Список заданий →
(1) У кого, согласно тексту об изъятии романа Гроссмана, хранились ключи от сейфа «Нового мира»?
(2) Продолжите текст об изъятии романа Гроссмана, начав сразу после последнего приведенного предложения.

Текст упражнения →
Софья Ханановна и рассказала нам, что пришли за романом Гроссмана, который лежал в сейфе "Нового мира". Ключи от сейфа были у ответственного секретаря Закса, который уже ушел домой. Я не помню, был ли у Закса дома телефон (или, может быть, он пошел не домой), но кого-то посылали за Заксом и его искали. Мне, по тогдашней неосведомленности в этом деле, показалось, что главным объектом операции является именно "Новый мир", и я ошибочно считала, что не надо так энергично искать Закса и что надо поставить в известность Твардовского. И предлагала совсем утопичные планы.
Я не знала тогда, что сейф "Нового мира" был концом операции по "изъятию" романа, а не началом. И наш журнал, и сам Твардовский, которому для совета принес Гроссман свой роман, были одинаково унижены, оскорблены и распяты вместе с Гроссманом.
А навели и к нам и к нему не милиция и не "органы", а другой журнал, расположенный в противоположном конце той же нашей Пушкинской площади, журнал "Знамя", его главный редактор Кожевников и верные его помощники.

[Записи из набора данных]
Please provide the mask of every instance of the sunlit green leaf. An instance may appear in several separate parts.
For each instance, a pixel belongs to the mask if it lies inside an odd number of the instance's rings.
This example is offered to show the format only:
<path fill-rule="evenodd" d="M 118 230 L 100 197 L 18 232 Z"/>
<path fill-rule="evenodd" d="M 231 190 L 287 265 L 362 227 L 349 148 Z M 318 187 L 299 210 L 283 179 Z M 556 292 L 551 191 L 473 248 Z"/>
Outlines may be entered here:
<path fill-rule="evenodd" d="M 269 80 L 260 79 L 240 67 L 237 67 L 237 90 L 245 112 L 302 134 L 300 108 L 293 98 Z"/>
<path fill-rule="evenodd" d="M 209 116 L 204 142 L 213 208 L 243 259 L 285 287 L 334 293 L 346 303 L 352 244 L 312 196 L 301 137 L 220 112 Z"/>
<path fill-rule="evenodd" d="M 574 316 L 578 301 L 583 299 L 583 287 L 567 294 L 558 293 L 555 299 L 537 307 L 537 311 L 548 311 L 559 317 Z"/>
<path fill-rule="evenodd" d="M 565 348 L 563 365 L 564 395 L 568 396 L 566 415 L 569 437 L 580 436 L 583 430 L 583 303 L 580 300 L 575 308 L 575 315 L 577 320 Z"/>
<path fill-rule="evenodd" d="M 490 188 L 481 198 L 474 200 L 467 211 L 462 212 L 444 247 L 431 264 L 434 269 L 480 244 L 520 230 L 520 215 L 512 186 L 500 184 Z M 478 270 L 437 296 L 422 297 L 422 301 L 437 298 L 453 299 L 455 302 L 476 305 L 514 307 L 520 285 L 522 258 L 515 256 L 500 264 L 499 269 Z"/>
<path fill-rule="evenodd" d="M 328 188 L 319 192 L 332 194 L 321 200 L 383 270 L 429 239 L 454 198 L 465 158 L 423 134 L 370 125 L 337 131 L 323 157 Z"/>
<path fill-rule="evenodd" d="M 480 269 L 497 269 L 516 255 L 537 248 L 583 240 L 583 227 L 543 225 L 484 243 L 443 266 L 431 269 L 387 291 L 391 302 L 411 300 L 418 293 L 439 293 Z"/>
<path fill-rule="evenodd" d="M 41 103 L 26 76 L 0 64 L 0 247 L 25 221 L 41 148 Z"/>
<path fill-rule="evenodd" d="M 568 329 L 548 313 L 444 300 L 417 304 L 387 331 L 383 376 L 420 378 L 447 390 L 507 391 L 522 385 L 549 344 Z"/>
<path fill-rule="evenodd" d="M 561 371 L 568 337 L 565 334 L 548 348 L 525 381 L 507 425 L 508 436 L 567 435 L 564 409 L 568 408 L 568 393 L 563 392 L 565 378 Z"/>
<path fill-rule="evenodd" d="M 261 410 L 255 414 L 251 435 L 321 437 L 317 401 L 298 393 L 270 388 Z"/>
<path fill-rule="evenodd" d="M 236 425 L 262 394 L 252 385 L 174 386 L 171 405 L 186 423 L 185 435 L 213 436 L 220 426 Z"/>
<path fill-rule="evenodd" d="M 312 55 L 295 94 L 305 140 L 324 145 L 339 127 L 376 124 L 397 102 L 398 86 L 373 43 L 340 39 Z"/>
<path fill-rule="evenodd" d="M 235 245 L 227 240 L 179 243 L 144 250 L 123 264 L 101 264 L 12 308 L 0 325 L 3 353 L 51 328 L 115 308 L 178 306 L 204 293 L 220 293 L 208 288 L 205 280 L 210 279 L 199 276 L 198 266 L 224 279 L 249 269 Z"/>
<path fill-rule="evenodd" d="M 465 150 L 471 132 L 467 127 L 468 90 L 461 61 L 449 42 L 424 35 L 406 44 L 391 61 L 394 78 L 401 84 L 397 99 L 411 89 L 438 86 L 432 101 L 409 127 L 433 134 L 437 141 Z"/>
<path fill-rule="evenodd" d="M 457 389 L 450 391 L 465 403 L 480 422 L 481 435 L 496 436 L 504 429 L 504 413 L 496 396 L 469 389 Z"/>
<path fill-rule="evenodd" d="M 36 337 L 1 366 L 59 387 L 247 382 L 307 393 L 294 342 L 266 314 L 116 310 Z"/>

Ожидаемые результаты →
(1) У ответственного секретаря Закса.

(2)
Я не знаю, было ли когда-нибудь нечто подобное в истории нашей журналистики, хотя она многое повидала на своем веку. Чтобы в результате тайной, активной, многомесячной, организованной деятельности журнала в течение одного дня со всей Москвы на "черном вороне" увезли все экземпляры романа, рукопись которого он доверчиво принес к ним сам в 1960 году.
- Ведь был договор, - сказал Василий Семенович.
Что же такое договор? Это исконно честное и правдивое в своих основах слово. Но для правдивых людей.
А год начался для Гроссмана счастливо: ведь он завершил десятилетний свой труд. И во многих газетах и тонких журналах появилось имя Гроссмана.
2 апреля 1960 года "Литературная газета" печатает почти целую страницу: "Сегодня мы печатаем одну из начальных глав романа "Жизнь и судьба", который будет напечатан в журнале "Знамя"".
В эти же месяцы - апрель-май - он, вероятно, отнес роман в этот журнал.
Он рассказывал, что там долго и мрачно читали сами, ничего ему не говоря. Потом стали ходить, носить. Переправили роман Д. А. Поликарпову со своими пояснениями. Об этом я узнала подробнее потом. Есть свидетельство одного из авторов "Нового мира": он оказался случайно в кабинете Поликарпова, тот в ярости поносил роман Гроссмана, и автор наш вступил с ним в ожесточенный спор. Так принималось решение на поликарповско-сусловских этажах.
Автором этим, случайно попавшим в кабинет Поликарпова, был Виктор Некрасов. Он и рассказал об этом и о том, что Поликарпов начал разговор с ним примерно так:
"Не успели доехать до Москвы, как сразу же побежали к Гроссману выражать сочувствие".
И тогда возникло это - "изъять", или, по-другому, "извлечь", оба эти слова я слышала тогда.
Так из "Знамени" потянулась цепь.
- Количество экземпляров назвала машинистка, - сказал Василий Семенович.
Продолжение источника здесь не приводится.